■ **Problem details**
Rewrite all of the material below with every "separate outline" changed to "individual outline" and everything else left as it is. Omit the pictures.

■ **Supplied records**
-----

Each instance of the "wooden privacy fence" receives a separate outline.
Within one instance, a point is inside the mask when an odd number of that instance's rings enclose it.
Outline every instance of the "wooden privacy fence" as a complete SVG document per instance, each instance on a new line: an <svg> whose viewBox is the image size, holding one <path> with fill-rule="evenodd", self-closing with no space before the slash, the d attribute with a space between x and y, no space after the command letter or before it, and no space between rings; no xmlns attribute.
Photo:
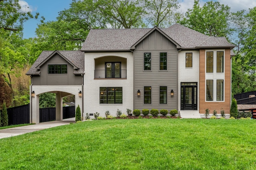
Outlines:
<svg viewBox="0 0 256 170"><path fill-rule="evenodd" d="M8 125L29 123L29 104L7 109ZM63 107L63 119L75 117L74 106ZM55 107L39 109L39 122L53 121L56 119Z"/></svg>

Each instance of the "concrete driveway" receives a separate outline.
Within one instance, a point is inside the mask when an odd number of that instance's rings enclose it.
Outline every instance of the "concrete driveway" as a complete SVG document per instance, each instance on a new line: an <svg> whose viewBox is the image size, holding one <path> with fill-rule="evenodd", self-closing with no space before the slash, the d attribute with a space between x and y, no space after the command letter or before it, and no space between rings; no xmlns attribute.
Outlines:
<svg viewBox="0 0 256 170"><path fill-rule="evenodd" d="M0 130L0 139L17 136L56 126L68 125L71 122L75 123L74 117L65 119L61 121L48 121L35 125L1 129Z"/></svg>

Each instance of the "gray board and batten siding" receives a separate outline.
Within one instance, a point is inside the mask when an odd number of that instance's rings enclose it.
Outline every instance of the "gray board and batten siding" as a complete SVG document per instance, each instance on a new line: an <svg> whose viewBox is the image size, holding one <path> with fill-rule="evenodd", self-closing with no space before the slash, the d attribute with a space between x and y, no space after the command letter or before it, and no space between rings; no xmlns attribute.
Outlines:
<svg viewBox="0 0 256 170"><path fill-rule="evenodd" d="M160 70L160 53L167 53L167 68ZM151 70L144 70L144 54L151 53ZM140 90L140 96L134 96L134 109L177 109L177 59L176 45L157 31L153 31L138 44L134 49L134 89ZM151 104L144 104L144 86L151 87ZM160 86L167 86L167 104L160 104ZM171 97L173 90L174 95Z"/></svg>

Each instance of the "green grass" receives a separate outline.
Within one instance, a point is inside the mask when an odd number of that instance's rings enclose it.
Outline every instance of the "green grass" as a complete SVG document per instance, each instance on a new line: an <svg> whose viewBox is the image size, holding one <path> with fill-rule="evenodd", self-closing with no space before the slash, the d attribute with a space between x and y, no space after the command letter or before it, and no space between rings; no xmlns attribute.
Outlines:
<svg viewBox="0 0 256 170"><path fill-rule="evenodd" d="M254 120L83 122L0 139L0 169L256 169Z"/></svg>
<svg viewBox="0 0 256 170"><path fill-rule="evenodd" d="M20 125L10 125L10 126L0 127L0 129L5 129L11 128L12 127L19 127L20 126L27 126L28 125L33 125L33 123L30 124L21 124Z"/></svg>

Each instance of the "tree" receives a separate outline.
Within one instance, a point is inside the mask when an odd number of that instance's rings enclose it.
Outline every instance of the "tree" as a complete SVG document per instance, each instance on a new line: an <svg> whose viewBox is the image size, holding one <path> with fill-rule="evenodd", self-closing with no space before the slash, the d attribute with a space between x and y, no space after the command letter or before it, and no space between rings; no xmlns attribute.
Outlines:
<svg viewBox="0 0 256 170"><path fill-rule="evenodd" d="M180 8L177 0L146 0L146 19L151 25L164 27L175 20L175 11Z"/></svg>
<svg viewBox="0 0 256 170"><path fill-rule="evenodd" d="M192 9L186 13L180 23L204 34L228 37L232 29L228 21L230 8L218 2L209 1L201 8L199 0L195 0Z"/></svg>
<svg viewBox="0 0 256 170"><path fill-rule="evenodd" d="M4 102L1 113L1 124L2 126L8 126L8 115L5 102Z"/></svg>
<svg viewBox="0 0 256 170"><path fill-rule="evenodd" d="M76 122L81 121L81 109L79 105L77 106L76 109Z"/></svg>

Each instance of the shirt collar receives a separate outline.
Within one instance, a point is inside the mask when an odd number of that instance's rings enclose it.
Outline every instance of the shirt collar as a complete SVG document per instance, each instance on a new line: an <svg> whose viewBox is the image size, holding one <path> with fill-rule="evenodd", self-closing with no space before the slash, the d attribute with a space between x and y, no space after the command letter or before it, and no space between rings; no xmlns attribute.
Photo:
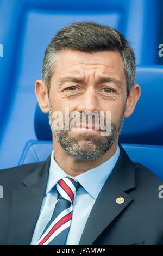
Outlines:
<svg viewBox="0 0 163 256"><path fill-rule="evenodd" d="M96 199L105 181L110 174L119 157L120 150L118 145L115 154L108 160L101 164L75 177L82 187L94 199ZM49 174L46 195L49 193L60 179L70 177L57 163L54 155L54 150L51 154Z"/></svg>

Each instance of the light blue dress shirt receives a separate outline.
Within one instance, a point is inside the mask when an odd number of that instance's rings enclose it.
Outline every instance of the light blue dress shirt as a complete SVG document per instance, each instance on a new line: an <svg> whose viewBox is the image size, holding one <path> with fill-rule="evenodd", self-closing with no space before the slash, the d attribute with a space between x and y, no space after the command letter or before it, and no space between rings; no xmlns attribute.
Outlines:
<svg viewBox="0 0 163 256"><path fill-rule="evenodd" d="M71 226L65 245L78 245L87 218L95 200L105 181L113 169L120 155L118 145L114 156L99 166L76 176L81 184L73 205ZM57 199L56 184L67 175L57 163L54 150L51 154L49 174L45 197L43 199L31 245L37 245L47 224L51 220Z"/></svg>

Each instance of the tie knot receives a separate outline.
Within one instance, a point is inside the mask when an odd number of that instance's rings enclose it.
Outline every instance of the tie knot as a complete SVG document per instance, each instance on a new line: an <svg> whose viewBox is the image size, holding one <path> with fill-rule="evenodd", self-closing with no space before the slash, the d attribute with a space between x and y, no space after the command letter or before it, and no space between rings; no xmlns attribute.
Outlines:
<svg viewBox="0 0 163 256"><path fill-rule="evenodd" d="M78 181L71 178L61 179L57 184L57 199L64 199L73 204L77 190L80 186L81 185Z"/></svg>

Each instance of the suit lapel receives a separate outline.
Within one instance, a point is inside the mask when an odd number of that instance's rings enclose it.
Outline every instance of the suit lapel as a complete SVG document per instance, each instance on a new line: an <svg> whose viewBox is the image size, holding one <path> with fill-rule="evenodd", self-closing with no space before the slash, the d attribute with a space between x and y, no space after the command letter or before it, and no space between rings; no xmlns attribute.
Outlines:
<svg viewBox="0 0 163 256"><path fill-rule="evenodd" d="M12 191L8 245L30 243L45 195L50 157Z"/></svg>
<svg viewBox="0 0 163 256"><path fill-rule="evenodd" d="M92 245L108 225L133 200L124 191L135 187L135 169L120 145L119 159L93 205L83 230L79 245ZM116 202L123 197L124 202Z"/></svg>

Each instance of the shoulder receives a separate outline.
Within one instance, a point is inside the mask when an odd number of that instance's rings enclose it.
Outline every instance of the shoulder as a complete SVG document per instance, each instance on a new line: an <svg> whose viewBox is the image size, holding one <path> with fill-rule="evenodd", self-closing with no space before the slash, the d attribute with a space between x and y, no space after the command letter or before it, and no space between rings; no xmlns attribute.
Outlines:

-----

■ **Written solution**
Each instance of the "wooden privacy fence" receives a individual outline.
Within one instance, a point is inside the mask when an odd number of that instance's rings enclose it.
Outline every instance of the "wooden privacy fence" as a complete SVG document per instance, each instance on a new line: an <svg> whose viewBox is the image size, holding one <path> with fill-rule="evenodd", self-closing with no space before the slash, the d attribute with a space between x and y, no space after the command letter or before it, and no space between rings; no xmlns attribute.
Photo:
Outlines:
<svg viewBox="0 0 256 170"><path fill-rule="evenodd" d="M8 125L29 123L29 104L7 109ZM63 107L63 119L75 117L74 106ZM55 107L39 109L39 122L53 121L56 119Z"/></svg>

Each instance of the "concrete driveway" receives a individual outline.
Within one instance, a point is inside the mask when an odd number of that instance's rings enclose it.
Outline every instance of the "concrete driveway" as a complete SVG document per instance, each instance on a new line: an <svg> whose viewBox is the image size, holding one <path> with fill-rule="evenodd", self-closing with no space before the slash, the d attribute with a space between x and y, no space after the command letter or before it, and no space between rings; no xmlns attribute.
Outlines:
<svg viewBox="0 0 256 170"><path fill-rule="evenodd" d="M0 130L0 139L17 136L56 126L68 125L71 122L75 123L74 117L65 119L61 121L48 121L35 125L1 129Z"/></svg>

Each instance of the "gray board and batten siding" receives a individual outline.
Within one instance, a point is inside the mask when an odd number of that instance's rings enclose it.
Outline every instance of the "gray board and batten siding" as a complete SVG document per instance, each instance on a new line: an <svg> whose viewBox is the image size, holding one <path> with fill-rule="evenodd", self-closing with no space before the slash, the d attribute with a space between x and y, no space after the command letter or before it, and no space between rings; no xmlns attribute.
Outlines:
<svg viewBox="0 0 256 170"><path fill-rule="evenodd" d="M160 70L160 53L167 53L167 68ZM151 70L144 70L144 54L151 53ZM140 90L140 96L134 96L134 109L177 109L177 59L176 45L157 31L153 31L138 44L134 49L134 89ZM151 104L144 104L144 86L151 87ZM160 86L167 86L167 104L160 104ZM171 97L173 90L174 95Z"/></svg>

Each instance of the "green grass" receives a individual outline.
Within one instance, a point is inside the mask when an odd number of that instance's rings enclose it.
Outline every instance of the "green grass" as a complete SVG document per instance, each instance on a new line: an <svg> whose viewBox is the image size, holding one <path> with fill-rule="evenodd", self-closing with no space before the slash, the d attribute with a space between x and y, no space after the command letter or before it, and no space between rings; no xmlns attribute.
Outlines:
<svg viewBox="0 0 256 170"><path fill-rule="evenodd" d="M254 120L83 122L0 139L0 169L256 169Z"/></svg>
<svg viewBox="0 0 256 170"><path fill-rule="evenodd" d="M20 125L10 125L10 126L0 127L0 129L5 129L11 128L12 127L19 127L20 126L27 126L28 125L33 125L33 123L30 124L21 124Z"/></svg>

Each instance of the "tree" receives a individual outline.
Within one instance, a point is inside the mask when an odd number of that instance's rings enclose it.
Outline every instance of the "tree" as a complete SVG document per instance, each instance on a new line: an <svg> whose viewBox is the image size, holding one <path> with fill-rule="evenodd", self-closing with no space before the slash, the d attribute with a space between x and y, no space after the command letter or before it, and no space between rings; no xmlns attribute.
Outlines:
<svg viewBox="0 0 256 170"><path fill-rule="evenodd" d="M180 8L177 0L146 0L146 19L151 25L164 27L175 20L175 11Z"/></svg>
<svg viewBox="0 0 256 170"><path fill-rule="evenodd" d="M192 9L186 13L180 23L204 34L228 37L232 29L228 21L230 8L218 2L209 1L201 8L199 0L195 0Z"/></svg>
<svg viewBox="0 0 256 170"><path fill-rule="evenodd" d="M4 102L1 113L1 124L2 126L8 126L8 115L5 102Z"/></svg>
<svg viewBox="0 0 256 170"><path fill-rule="evenodd" d="M76 122L81 121L81 109L79 105L77 106L76 109Z"/></svg>

Each instance of the shirt collar receives a individual outline.
Within one instance, a point is inside the mask when an odd number of that instance's rings enclose it.
Outline every instance of the shirt collar as a complete SVG document per instance, each instance on a new line: an <svg> whose viewBox is the image size, holding one <path> with fill-rule="evenodd", self-closing with no space before the slash, the d attribute with a space between x and y, no space after the command letter or before it, and no space between rings; no xmlns attribute.
Photo:
Outlines:
<svg viewBox="0 0 163 256"><path fill-rule="evenodd" d="M96 199L105 181L110 174L119 157L120 150L118 145L115 154L108 160L101 164L75 177L82 187L94 199ZM49 174L46 195L49 193L60 179L70 177L57 163L54 155L54 150L51 154Z"/></svg>

Each instance of the light blue dress shirt receives a individual outline.
Within one instance, a point is inside the mask when an odd number of that instance's rings enclose it.
Outline every instance of the light blue dress shirt as a complete SVG document per instance, each instance on a new line: an <svg> whose viewBox is the image size, holding one <path> with fill-rule="evenodd", self-closing with no space before the slash, the d attribute with a space between x and y, no space after the command letter or before it, and no space between rings; no xmlns attribute.
Outlines:
<svg viewBox="0 0 163 256"><path fill-rule="evenodd" d="M71 226L65 245L78 245L87 218L95 200L105 181L113 169L120 155L118 145L114 156L99 166L76 176L81 184L73 205ZM57 199L56 184L67 175L57 163L54 150L51 154L49 174L45 197L43 199L31 245L37 245L47 224L51 220Z"/></svg>

Each instance of the tie knot receives a individual outline.
Within one instance, a point is inside the mask when an odd number of that instance's rings enclose it.
Outline every instance of the tie knot as a complete SVG document per instance, each instance on a new line: an <svg> whose viewBox is the image size, holding one <path> with fill-rule="evenodd", self-closing with no space before the slash, the d attribute with a space between x and y, no space after the command letter or before it, and no space between rings; no xmlns attribute.
Outlines:
<svg viewBox="0 0 163 256"><path fill-rule="evenodd" d="M78 181L71 178L61 179L57 184L57 199L64 199L73 204L77 190L80 186L81 185Z"/></svg>

Each instance of the suit lapel receives a individual outline.
Within one instance, a point is inside the mask when an odd number of that instance's rings enclose it.
Outline every instance of the suit lapel as a complete SVG document per instance, each instance on a new line: an <svg> whose viewBox is the image size, holding one <path> with fill-rule="evenodd", self-closing with no space before the slash, the d attribute with a space between x and y, no space after the command letter or before it, and no space between rings; no xmlns attribute.
Outlines:
<svg viewBox="0 0 163 256"><path fill-rule="evenodd" d="M12 191L8 245L30 243L45 195L50 157Z"/></svg>
<svg viewBox="0 0 163 256"><path fill-rule="evenodd" d="M92 245L108 225L133 200L124 191L135 187L135 169L120 145L119 159L93 205L83 230L79 245ZM116 202L123 197L124 202Z"/></svg>

Each instance of the shoulder receives a individual outline.
Within one instance, a point is inside the mask when an odd number of that instance's rings enclose it.
Outline every instance of the shoulder as a complete SVG document per instance, each instance on a new line: an <svg> whose viewBox is the image size, holding one <path> with fill-rule="evenodd", self-closing with no space before the slash, the d attribute with a space between x and y, no space after the command letter or before it, and no space between rings; no xmlns attribute.
Outlines:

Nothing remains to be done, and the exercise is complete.